Could you write out again every line, starting with the line containing "of the phone" and going through the line containing "(1377, 177)", both included, with each coordinate in the answers shifted by -16?

▶ **Provided information**:
——

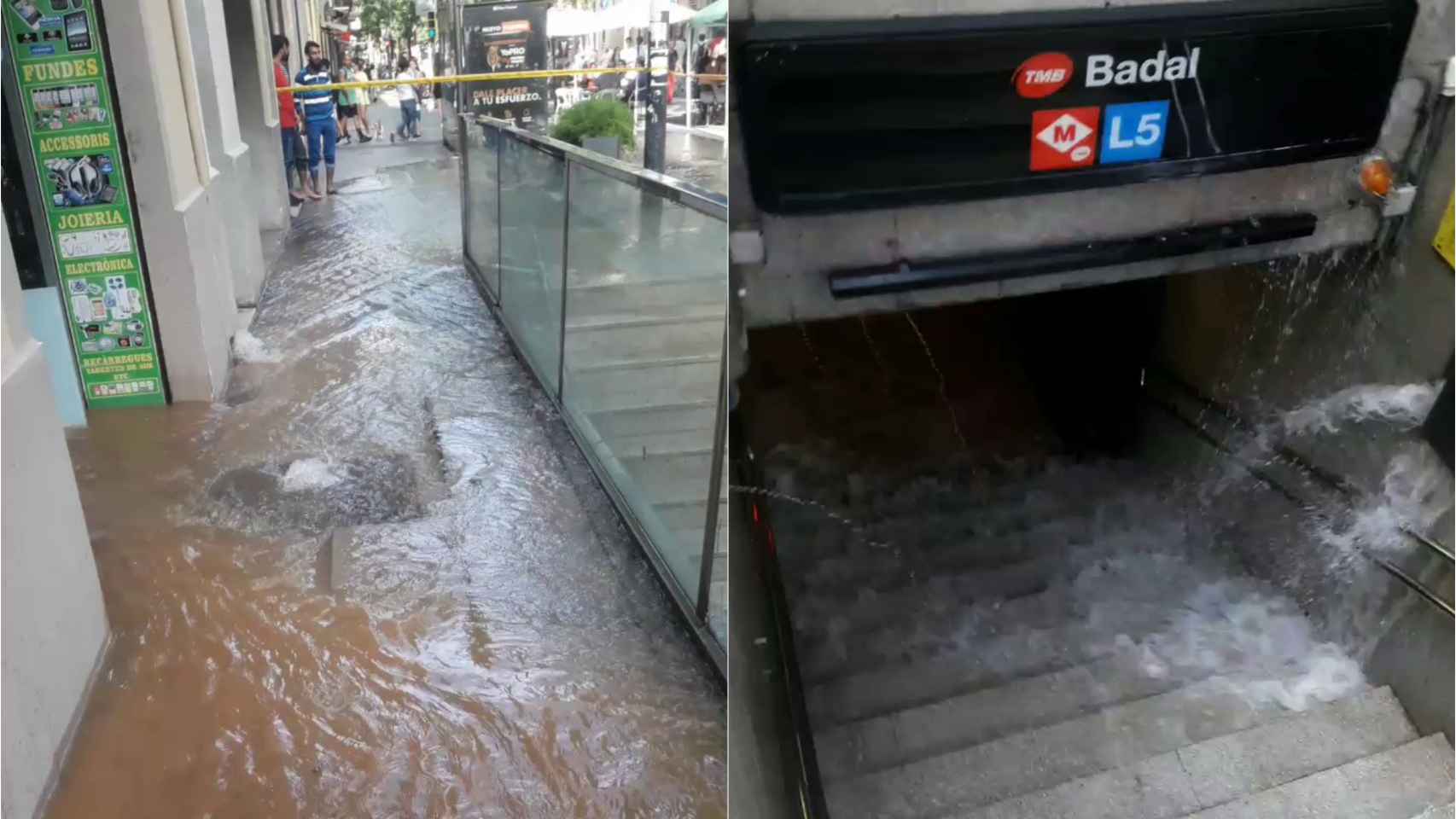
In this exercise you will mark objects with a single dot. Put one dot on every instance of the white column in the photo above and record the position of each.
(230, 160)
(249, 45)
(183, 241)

——

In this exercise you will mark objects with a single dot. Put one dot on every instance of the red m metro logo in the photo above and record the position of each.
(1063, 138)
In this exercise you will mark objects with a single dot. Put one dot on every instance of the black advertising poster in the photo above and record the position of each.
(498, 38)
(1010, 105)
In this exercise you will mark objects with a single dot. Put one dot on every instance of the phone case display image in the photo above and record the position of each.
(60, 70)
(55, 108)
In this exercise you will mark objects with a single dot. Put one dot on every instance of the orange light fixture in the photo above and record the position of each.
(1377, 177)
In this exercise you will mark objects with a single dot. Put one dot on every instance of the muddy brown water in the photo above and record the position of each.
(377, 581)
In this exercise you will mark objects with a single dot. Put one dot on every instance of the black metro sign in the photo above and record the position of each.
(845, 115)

——

▶ **Solution for this exercise**:
In this exercise you will mark objects with a single dot. Put one dot on every instance of the phone case display image in the photo above and record the position of each.
(44, 54)
(39, 92)
In this exercise you will mark objects with a single dot. Put one dot on every instance of the orange light fixture in the photo above and record the position of each.
(1361, 161)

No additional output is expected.